• **What to work on**:
Before working on the rows, write out the passage of the migraine text that opens with the words "- They affect" and closes with "dilate causing pain.", copying it word for word.

• **Extract provided**:
1. Classical migraine is when you have a warning sign, known as aura, before the migraine begins. About a third of people with migraine have this. Warning signs may include visual problems (such as flashing lights) and stiffness in the neck, shoulders or limbs, tingling sensation in the limbs, difficulty in co-ordination or speaking.
2. Common migraine is when there is no aura.
Here are a few migraine facts.
- Migraine is the cause of 20 % of all headaches.
- It affects 15% of adults in the UK.
- They affect women more frequently than men.
- Usually first present before 40 years of age.
- This type of headache occurs when blood vessels of the head and neck constrict, resulting in a decrease in blood flow to the vessels, and then subsequently dilate causing pain.
- Migraine is usually experienced as a severe throbbing pain at the front or on one side of the head. Some people also have associated feelings of sickness and sensitivity to light and sound, sweating, tummy pain, feeling very hot or cold.
- Commonly lasts from a few hours to one or two days in some cases.
How is migraine diagnosed?
Your GP or therapist will ask you about history of any previous illnesses, family background, diet and lifestyle. They will ask for information about the headache, its length, duration, location, associated features, quality and causative factors.
- Medically there are various treatments available for relieving acute attacks, starting with over-the-counter painkillers such as paracetamol or ibuprofen. These are most effective if taken as early as possible into the attack, preferably in a soluble form.
- Triptan medicines such as sumatriptan (Imigran orZomig). They cause the blood vessels around the brain to contract (narrow), as it is the dilating of blood vessels that causes the pain.
- There are also preventative medications such as Beta-blockers eg propranolol, amitriptyline (antidepressants)but are seen to be useful for migraines
- Identify and avoid trigger factors.
- Osteopathy – to look at the body structure, in particular the head and neck for areas of tension or restriction of movement to the neck, but often involves the back too. Often there are preventative measures that can be advised upon to help manage migraines
- Physiotherapy – looks at the structure of the neck restriction of movement.
- Acupuncture – looks both to relieve tension and pain felt from a migraine, often there are preventative measures that can be advised upon to help manage migraines.
New Treatment for Migraine
A new preventative drug - Erenumab, could help those suffering from the most hard-to-treat migraines. It is sometimes possible for people to use an “abortive” medication, which, when taken early, can arrest the migraine process. For many patients, a preventive medication can decrease both the frequency and the severity of the migraines. Researchers have been working for decades to develop a “targeted” preventive therapy specifically for migraine, and now we are finally close to having an exciting new treatment.
In a recent study, 246 people who had an episodic migraine were given injections of either 140 milligrams of Erenumab or a placebo once a month for three months. After three months, 30 percent of the people treated with Erenumab had half the number of headaches compared to 14 percent on placebo. Those treated with Erenumab also saw a reduction in the number of days they had headaches. The safety and tolerability of Erenumab was similar to placebo, and none of the participants taking Erenumab stopped treatment due to side effects.
Professor Uwe Reuter added: "Our results show that people who thought their migraines were difficult to prevent may actually have hope of finding pain relief. More research is now needed to understand who is most likely to benefit from this new treatment.”

• **Extracted records**:

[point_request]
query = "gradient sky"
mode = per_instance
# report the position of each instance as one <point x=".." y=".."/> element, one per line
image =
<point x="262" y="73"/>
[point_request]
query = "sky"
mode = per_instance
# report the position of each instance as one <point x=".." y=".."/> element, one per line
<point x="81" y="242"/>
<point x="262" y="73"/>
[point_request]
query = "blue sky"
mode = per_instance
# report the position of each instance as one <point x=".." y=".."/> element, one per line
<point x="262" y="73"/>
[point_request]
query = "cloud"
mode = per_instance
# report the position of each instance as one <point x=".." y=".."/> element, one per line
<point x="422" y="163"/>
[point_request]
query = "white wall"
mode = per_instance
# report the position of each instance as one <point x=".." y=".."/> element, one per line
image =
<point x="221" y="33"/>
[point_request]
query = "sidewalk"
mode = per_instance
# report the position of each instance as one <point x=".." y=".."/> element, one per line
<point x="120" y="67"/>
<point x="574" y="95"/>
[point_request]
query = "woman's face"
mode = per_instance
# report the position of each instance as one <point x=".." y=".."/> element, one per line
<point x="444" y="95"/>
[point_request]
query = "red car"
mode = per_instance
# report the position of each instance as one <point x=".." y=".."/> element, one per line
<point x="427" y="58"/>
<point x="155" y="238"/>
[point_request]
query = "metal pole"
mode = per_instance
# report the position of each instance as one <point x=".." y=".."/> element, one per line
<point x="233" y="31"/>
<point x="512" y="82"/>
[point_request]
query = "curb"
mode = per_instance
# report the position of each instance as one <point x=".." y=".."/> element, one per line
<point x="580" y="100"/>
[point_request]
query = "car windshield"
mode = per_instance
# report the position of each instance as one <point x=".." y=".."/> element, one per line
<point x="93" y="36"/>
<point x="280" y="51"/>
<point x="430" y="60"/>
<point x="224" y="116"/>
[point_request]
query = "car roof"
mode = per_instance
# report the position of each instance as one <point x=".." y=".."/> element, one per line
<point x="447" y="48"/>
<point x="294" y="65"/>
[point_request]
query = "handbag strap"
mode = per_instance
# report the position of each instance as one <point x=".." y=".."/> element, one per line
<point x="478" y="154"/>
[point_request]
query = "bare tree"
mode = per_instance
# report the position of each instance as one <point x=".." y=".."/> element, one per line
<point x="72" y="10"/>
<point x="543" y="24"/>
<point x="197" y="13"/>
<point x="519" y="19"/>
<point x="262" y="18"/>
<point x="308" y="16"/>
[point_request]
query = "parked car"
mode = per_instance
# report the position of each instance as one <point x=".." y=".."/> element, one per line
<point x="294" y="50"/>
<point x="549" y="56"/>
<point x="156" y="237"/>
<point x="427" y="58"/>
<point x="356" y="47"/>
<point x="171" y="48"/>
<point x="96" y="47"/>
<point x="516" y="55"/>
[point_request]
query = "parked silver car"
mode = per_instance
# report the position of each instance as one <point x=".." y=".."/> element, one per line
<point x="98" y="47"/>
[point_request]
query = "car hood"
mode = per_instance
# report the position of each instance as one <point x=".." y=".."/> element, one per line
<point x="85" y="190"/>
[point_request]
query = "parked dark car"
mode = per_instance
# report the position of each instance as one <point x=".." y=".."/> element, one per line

• **Solution to this exercise**:
- They affect women more frequently than men.
- Usually first present before 40 years of age.
- This type of headache occurs when blood vessels of the head and neck constrict, resulting in a decrease in blood flow to the vessels, and then subsequently dilate causing pain.